:: Material for this exercise
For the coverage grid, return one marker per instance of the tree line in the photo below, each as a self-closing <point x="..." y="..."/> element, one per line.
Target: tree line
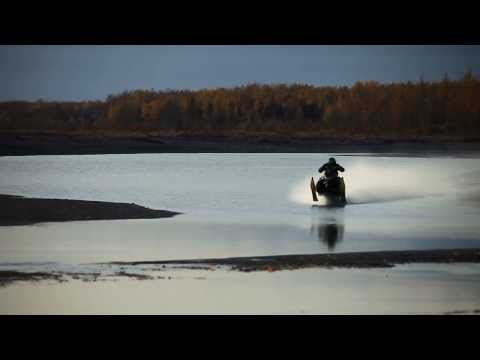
<point x="371" y="109"/>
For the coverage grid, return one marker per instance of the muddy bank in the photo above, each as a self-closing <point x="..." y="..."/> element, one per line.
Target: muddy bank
<point x="77" y="144"/>
<point x="380" y="259"/>
<point x="18" y="210"/>
<point x="9" y="277"/>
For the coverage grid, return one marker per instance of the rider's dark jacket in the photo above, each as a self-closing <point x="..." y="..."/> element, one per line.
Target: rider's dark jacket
<point x="331" y="170"/>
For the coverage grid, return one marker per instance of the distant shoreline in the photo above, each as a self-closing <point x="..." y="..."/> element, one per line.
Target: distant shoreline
<point x="28" y="143"/>
<point x="371" y="259"/>
<point x="18" y="210"/>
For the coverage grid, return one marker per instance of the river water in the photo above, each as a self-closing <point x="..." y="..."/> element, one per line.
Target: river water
<point x="243" y="205"/>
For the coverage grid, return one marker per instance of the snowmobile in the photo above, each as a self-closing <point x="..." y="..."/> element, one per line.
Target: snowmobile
<point x="333" y="189"/>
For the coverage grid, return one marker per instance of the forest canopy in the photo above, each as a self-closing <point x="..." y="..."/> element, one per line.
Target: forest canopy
<point x="370" y="109"/>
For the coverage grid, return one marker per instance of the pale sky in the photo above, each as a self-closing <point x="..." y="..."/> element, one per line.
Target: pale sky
<point x="93" y="72"/>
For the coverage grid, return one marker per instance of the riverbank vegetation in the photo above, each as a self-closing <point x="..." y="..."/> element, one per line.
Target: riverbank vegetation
<point x="447" y="108"/>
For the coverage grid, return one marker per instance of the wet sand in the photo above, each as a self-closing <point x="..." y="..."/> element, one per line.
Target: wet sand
<point x="18" y="210"/>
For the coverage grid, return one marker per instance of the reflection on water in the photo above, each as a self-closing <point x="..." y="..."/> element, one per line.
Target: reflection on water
<point x="328" y="225"/>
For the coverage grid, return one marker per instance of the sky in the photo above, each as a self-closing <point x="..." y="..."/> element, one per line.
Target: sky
<point x="87" y="72"/>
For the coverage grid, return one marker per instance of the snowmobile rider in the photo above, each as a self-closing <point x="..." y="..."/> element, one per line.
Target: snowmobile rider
<point x="331" y="169"/>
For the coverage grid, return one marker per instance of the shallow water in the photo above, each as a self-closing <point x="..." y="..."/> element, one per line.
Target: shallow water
<point x="408" y="289"/>
<point x="242" y="205"/>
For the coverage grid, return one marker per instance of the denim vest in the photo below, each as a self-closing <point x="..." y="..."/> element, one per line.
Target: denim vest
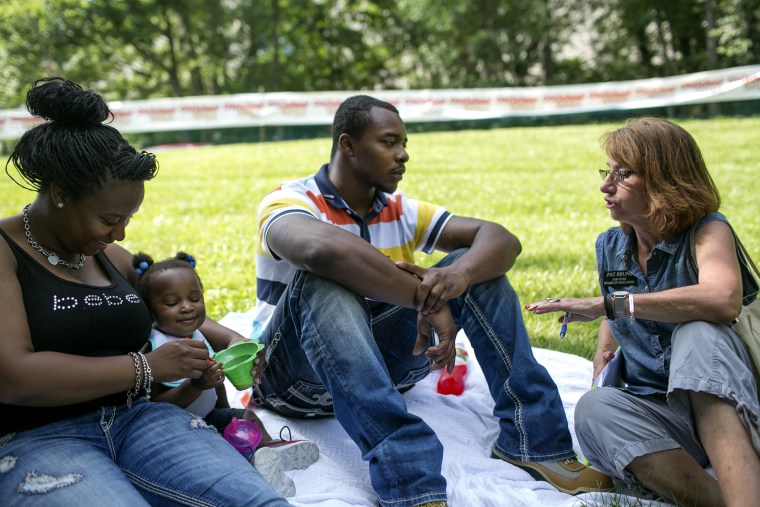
<point x="646" y="344"/>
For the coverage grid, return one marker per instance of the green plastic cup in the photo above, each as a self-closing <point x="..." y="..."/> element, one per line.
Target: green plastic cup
<point x="237" y="362"/>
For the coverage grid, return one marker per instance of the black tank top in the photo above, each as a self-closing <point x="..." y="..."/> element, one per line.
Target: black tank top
<point x="79" y="319"/>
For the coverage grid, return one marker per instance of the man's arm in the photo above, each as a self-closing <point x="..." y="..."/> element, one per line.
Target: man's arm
<point x="349" y="260"/>
<point x="492" y="251"/>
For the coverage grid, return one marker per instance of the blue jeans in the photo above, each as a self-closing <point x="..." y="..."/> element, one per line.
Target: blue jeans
<point x="333" y="353"/>
<point x="151" y="454"/>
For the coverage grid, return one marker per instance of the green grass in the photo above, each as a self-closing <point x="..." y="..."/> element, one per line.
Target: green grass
<point x="541" y="183"/>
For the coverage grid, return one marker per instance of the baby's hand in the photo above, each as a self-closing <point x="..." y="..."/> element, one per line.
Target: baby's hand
<point x="212" y="377"/>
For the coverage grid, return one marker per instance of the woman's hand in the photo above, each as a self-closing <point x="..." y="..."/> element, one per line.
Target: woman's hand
<point x="580" y="309"/>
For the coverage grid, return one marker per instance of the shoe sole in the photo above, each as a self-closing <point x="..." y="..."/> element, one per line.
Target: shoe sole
<point x="296" y="456"/>
<point x="540" y="473"/>
<point x="269" y="465"/>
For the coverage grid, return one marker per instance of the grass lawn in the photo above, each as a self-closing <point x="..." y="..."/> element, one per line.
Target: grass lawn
<point x="541" y="183"/>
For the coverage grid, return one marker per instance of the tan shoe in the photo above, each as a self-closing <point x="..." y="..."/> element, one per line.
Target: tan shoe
<point x="568" y="475"/>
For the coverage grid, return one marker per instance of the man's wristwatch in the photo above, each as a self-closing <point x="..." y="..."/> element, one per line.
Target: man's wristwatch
<point x="619" y="300"/>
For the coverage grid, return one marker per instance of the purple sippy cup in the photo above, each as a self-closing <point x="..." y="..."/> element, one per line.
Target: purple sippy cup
<point x="244" y="435"/>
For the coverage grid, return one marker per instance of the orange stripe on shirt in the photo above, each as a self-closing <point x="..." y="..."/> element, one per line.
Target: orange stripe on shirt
<point x="333" y="215"/>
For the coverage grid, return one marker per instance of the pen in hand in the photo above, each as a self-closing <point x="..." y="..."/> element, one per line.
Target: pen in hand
<point x="565" y="320"/>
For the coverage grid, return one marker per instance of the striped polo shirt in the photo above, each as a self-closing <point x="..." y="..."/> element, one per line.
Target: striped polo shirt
<point x="395" y="225"/>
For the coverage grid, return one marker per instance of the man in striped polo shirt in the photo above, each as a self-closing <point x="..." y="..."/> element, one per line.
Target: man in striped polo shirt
<point x="348" y="318"/>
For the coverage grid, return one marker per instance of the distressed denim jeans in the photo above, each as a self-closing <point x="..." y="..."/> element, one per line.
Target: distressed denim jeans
<point x="330" y="352"/>
<point x="152" y="454"/>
::::
Given instruction
Turn all of the rows above into a numbered list, skipping any blank lines. Leave the pictures out of your answer.

Right answer
1. For the coverage grid, return one marker per instance of the tree line in the photo below, each as a self-closing <point x="..." y="..."/> element, one per line.
2. Target: tree line
3. <point x="371" y="109"/>
4. For the coverage grid, return one marker per instance of the muddy bank in the photo above, each as a self-closing <point x="..." y="..."/> element, one per line.
5. Target: muddy bank
6. <point x="77" y="144"/>
7. <point x="380" y="259"/>
8. <point x="18" y="210"/>
9. <point x="9" y="277"/>
10. For the coverage grid, return one marker per instance of the rider's dark jacket in the photo above, each as a self-closing <point x="..." y="..."/> element, one per line.
11. Target: rider's dark jacket
12. <point x="331" y="170"/>
13. For the coverage grid, return one marker per instance of the distant shoreline in the photo above, each as a self-closing <point x="..." y="..."/> element, one per line.
14. Target: distant shoreline
15. <point x="28" y="143"/>
16. <point x="371" y="259"/>
17. <point x="18" y="210"/>
18. For the coverage grid, return one marker per instance of the river water in the photo above, each as a self-closing <point x="..." y="..."/> element, one per line.
19. Target: river water
20. <point x="243" y="205"/>
21. For the coverage grid, return one marker per instance of the snowmobile in the photo above, each as a self-closing <point x="..." y="..."/> element, one per line.
22. Target: snowmobile
23. <point x="333" y="189"/>
24. For the coverage grid, return one marker per instance of the forest canopy in the photo above, each as a self-closing <point x="..." y="..."/> element, one per line.
25. Target: forest canopy
26. <point x="370" y="109"/>
27. For the coverage grid, return one marker per instance of the pale sky in the photo above, each as a self-closing <point x="..." y="..."/> element, one per line.
28. Target: pale sky
29. <point x="93" y="72"/>
30. For the coverage grid, return one marker per instance of the riverbank vegetation in the photo above, each as a self-closing <point x="..." y="..."/> element, one per line.
31. Target: riverbank vegetation
32. <point x="447" y="108"/>
33. For the coverage grid, return one marker per instance of the wet sand in the photo above, each as a self-closing <point x="..." y="..."/> element, one per line.
34. Target: wet sand
35. <point x="18" y="210"/>
36. For the coverage grid, return one marker per instance of the reflection on water in the photo above, each as a self-closing <point x="..." y="..."/> element, one per line.
37. Target: reflection on water
38. <point x="328" y="225"/>
39. For the coverage grid, return one marker per instance of the sky in the photo above, each as a self-closing <point x="..." y="..."/> element, one per line.
40. Target: sky
41. <point x="87" y="72"/>
42. For the coverage grid, return one marker per instance of the snowmobile rider in the photo above, each as a self-closing <point x="..." y="..."/> element, one per line.
43. Target: snowmobile rider
44. <point x="331" y="169"/>
45. For the coverage grid, return one marker per instance of the shallow water in the photo above, each as a self-closing <point x="..." y="..."/> element, one per line.
46. Target: shallow water
47. <point x="408" y="289"/>
48. <point x="242" y="205"/>
49. For the coverage grid, return one marker per instance of the denim vest in the photo below, each as a self-closing <point x="..." y="..."/> element, one per line.
50. Target: denim vest
51. <point x="646" y="344"/>
52. For the coverage grid, return one marker per instance of the green plastic cup in the photo above, each as a self-closing <point x="..." y="..."/> element, one per line.
53. Target: green plastic cup
54. <point x="237" y="362"/>
55. For the coverage grid, return one marker per instance of the black tank top in the photo above, each as a self-closing <point x="..." y="..."/> element, one per line.
56. Target: black tank top
57. <point x="79" y="319"/>
58. For the coverage grid, return one marker per instance of the man's arm in the photo above, each as a self-closing <point x="..." y="..."/> element, one per line.
59. Target: man's arm
60. <point x="349" y="260"/>
61. <point x="492" y="251"/>
62. For the coverage grid, return one marker per instance of the blue jeans in the photo above, each as a self-closing <point x="..." y="..."/> element, one per line.
63. Target: blue jeans
64. <point x="333" y="353"/>
65. <point x="151" y="454"/>
66. For the coverage grid, return one marker per instance of the green grass in the photo above, each as a self-closing <point x="..." y="..."/> element, one per line.
67. Target: green grass
68. <point x="541" y="183"/>
69. For the coverage grid, return one marker per instance of the baby's hand in the photo above, each as a self-closing <point x="..." y="..."/> element, one per line.
70. Target: baby's hand
71. <point x="212" y="377"/>
72. For the coverage grid, return one marker per instance of the woman's hand in the photo above, each as a self-closing <point x="..." y="..."/> element, one per line.
73. Target: woman's hand
74. <point x="580" y="309"/>
75. For the coverage grid, return one marker per instance of the shoe sole in the photo above, each as a self-closing <point x="..." y="..."/> element, one per line.
76. Target: shoe sole
77. <point x="296" y="456"/>
78. <point x="540" y="473"/>
79. <point x="269" y="465"/>
80. For the coverage grid, return one marker per instance of the grass lawn in the photo above, each as a self-closing <point x="..." y="..."/> element, one per line.
81. Target: grass lawn
82. <point x="541" y="183"/>
83. For the coverage grid, return one marker per instance of the tan shoe in the photo above, each as a self-closing <point x="..." y="..."/> element, one per line.
84. Target: tan shoe
85. <point x="568" y="475"/>
86. For the coverage grid, return one marker per instance of the man's wristwatch in the photo above, each as a self-closing <point x="..." y="..."/> element, one per line.
87. Target: man's wristwatch
88. <point x="619" y="300"/>
89. For the coverage grid, return one marker per instance of the purple sippy cup in the photo above, each as a self-closing <point x="..." y="..."/> element, one per line.
90. Target: purple sippy cup
91. <point x="244" y="435"/>
92. For the coverage grid, return one marker per instance of the orange stripe on shirt in the photo above, each as a self-closing <point x="..." y="..."/> element, one per line.
93. Target: orange stripe on shirt
94. <point x="333" y="215"/>
95. For the coverage grid, return one marker per instance of the pen in hand in the photo above, each as a self-closing <point x="..." y="..."/> element, one per line.
96. Target: pen in hand
97. <point x="565" y="320"/>
98. For the coverage grid, return one marker per instance of the striped polo shirt in the photo above, each as a self-closing <point x="..." y="..."/> element, one per line.
99. Target: striped polo shirt
100. <point x="395" y="225"/>
101. For the coverage grid, return one marker per instance of the man in striped polo shirt in the photo above, each as a self-closing <point x="..." y="..."/> element, one per line.
102. Target: man in striped polo shirt
103. <point x="348" y="318"/>
104. For the coverage grid, return one marker per instance of the distressed denim jeans in the photo above, each as a self-closing <point x="..." y="..."/> element, one per line.
105. Target: distressed denim jeans
106. <point x="330" y="352"/>
107. <point x="152" y="454"/>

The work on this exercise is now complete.